Ejercicios propuestos>
1. Según el texto sobre la canonización del Hermano Pedro, ¿en qué idiomas se cantó el evangelio?
2. Reproduce literalmente el pasaje del texto sobre el Hermano Pedro desde "El Hermano Pedro" hasta "sanatorio a hombros.", ambos incluidos.
3. Prosigue el texto sobre la canonización del Hermano Pedro a partir de su última oración.

+++ Texto del ejercicio +++

El Hermano Pedro de San José de Betancur (1626-1667), de la orden terciaria de San Francisco, se hizo famoso por limpiar las heridas de los indigentes que encontraba en la calle antes de llevarlos al sanatorio a hombros.
Su obra de atención a enfermos, indígenas, marginados ha sido continuada por la Orden de los Bethlemitas y de las Bethlemitas. La gran mayoría de estos religiosos y religiosas estaban presentes en la celebración.
Haciendo una excepción, en esta ocasión el Papa no pronunció la fórmula de canonización en latín sino en castellano: «Declaramos y definimos santo al Beato Hermano Pedro de San José de Betancur y lo inscribimos en el catálogo de los santos».
Le siguió la ovación que resonó durante varios minutos en el hipódromo y el canto del «amén», acompañado por la campana fraguada con motivo de esta canonización.
El evangelio había sido cantado en español y en cakchiquel, idioma común entre los indígenas guatemaltecos.

+++ Extractos de registros +++

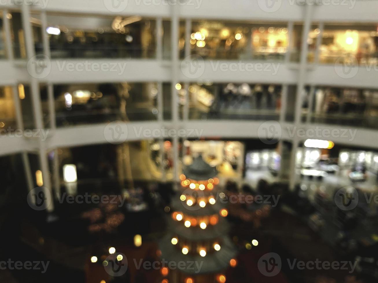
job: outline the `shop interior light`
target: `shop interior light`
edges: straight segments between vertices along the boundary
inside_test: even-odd
[[[330,149],[333,147],[335,144],[330,140],[308,139],[305,142],[304,145],[307,148],[325,148]]]

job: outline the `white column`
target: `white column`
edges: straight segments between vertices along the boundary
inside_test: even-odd
[[[312,115],[312,108],[314,104],[314,97],[315,96],[315,86],[311,85],[310,89],[310,93],[308,95],[308,107],[307,109],[307,115],[306,118],[306,122],[310,123],[311,121],[311,116]]]
[[[294,117],[294,122],[296,124],[298,124],[301,123],[302,102],[302,93],[305,86],[305,83],[307,74],[307,56],[308,46],[307,45],[307,40],[308,36],[308,32],[310,31],[311,23],[312,8],[312,6],[310,5],[307,5],[305,7],[305,22],[303,25],[303,29],[302,31],[302,46],[299,61],[298,84],[297,86],[295,113]]]
[[[51,129],[55,130],[56,128],[55,99],[54,97],[54,86],[51,83],[47,83],[47,96],[48,99],[49,115],[50,116],[50,127]]]
[[[323,32],[324,29],[324,23],[321,22],[319,23],[318,28],[320,30],[320,33],[318,35],[316,38],[316,47],[315,50],[315,58],[314,60],[315,64],[319,63],[319,57],[320,55],[320,46],[322,45],[323,39]]]
[[[185,21],[185,57],[189,56],[191,54],[190,40],[191,39],[191,33],[192,20],[191,19],[186,19]]]
[[[156,20],[156,58],[161,60],[163,57],[163,23],[161,18]]]
[[[281,94],[281,109],[280,112],[280,122],[285,122],[286,120],[286,106],[287,104],[287,85],[282,85],[282,92]]]
[[[171,6],[172,11],[172,22],[171,23],[171,38],[172,41],[172,78],[171,89],[172,93],[172,122],[174,127],[178,130],[178,101],[177,91],[176,89],[176,84],[178,82],[178,74],[180,71],[178,66],[178,26],[179,24],[178,9],[177,5]],[[172,146],[173,151],[174,181],[178,181],[178,137],[177,135],[172,138]]]
[[[8,18],[8,10],[3,11],[3,23],[5,36],[5,46],[6,46],[6,55],[8,60],[12,61],[14,58],[13,48],[12,44],[12,35],[11,33],[11,25]]]
[[[290,62],[290,57],[293,52],[293,48],[291,48],[293,41],[293,34],[294,32],[293,31],[294,29],[294,24],[292,22],[289,22],[287,25],[287,34],[289,41],[288,42],[287,50],[286,51],[286,54],[285,54],[285,63],[287,63]]]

+++

Soluciones>
1. En español y en cakchiquel.

2.
El Hermano Pedro de San José de Betancur (1626-1667), de la orden terciaria de San Francisco, se hizo famoso por limpiar las heridas de los indigentes que encontraba en la calle antes de llevarlos al sanatorio a hombros.

3.
El arzobispo de Guatemala, Rodolfo Quezada Toruño, dio la bienvenida al obispo de Roma a «la tierra del quetzal y del maíz, tierra de muchas etnias y muchas culturas», y dijo en lengua cakchiquel «Bienvenido el que viene en nombre del Señor».
Detrás del hipódromo se había desplegado un enorme cartel que decía «Bienvenido Su Santidad Juan Pablo II» en español y en lengua quiché.
La gran mayoría de los participantes no había podido dormir en la noche anterior. Vigilias de oración se habían organizado en varias partes del país. A las 4.00 de la madrugada, columnas humanas avanzaron para reunirse en el hipódromo.
Algunos de los fieles habían recorrido centenares de kilómetros en autobuses y coches por maltrechas carreteras provenientes de Salvador, Panamá, o Chiapas… Todos tuvieron que afrontar la lluvia, el viento, y el calor. Los cantos de la eucaristía, sin embargo, sorprendieron por el entusiasmo general.
«Al llegar Juan Pablo II en el papamóvil, parecía como si los gritos de la gente nos levantaran del suelo», comentaba el joven costarricense Luis Solano.
«La emoción es enorme, nunca había experimentado algo así. Voy a rezar por la paz y la tranquilidad para mi familia y mi país», confesaba Sergio Tib, joven indígena de origen maya kiché, quien había llegado el lunes procedente de Sacatepequez, al oeste del país.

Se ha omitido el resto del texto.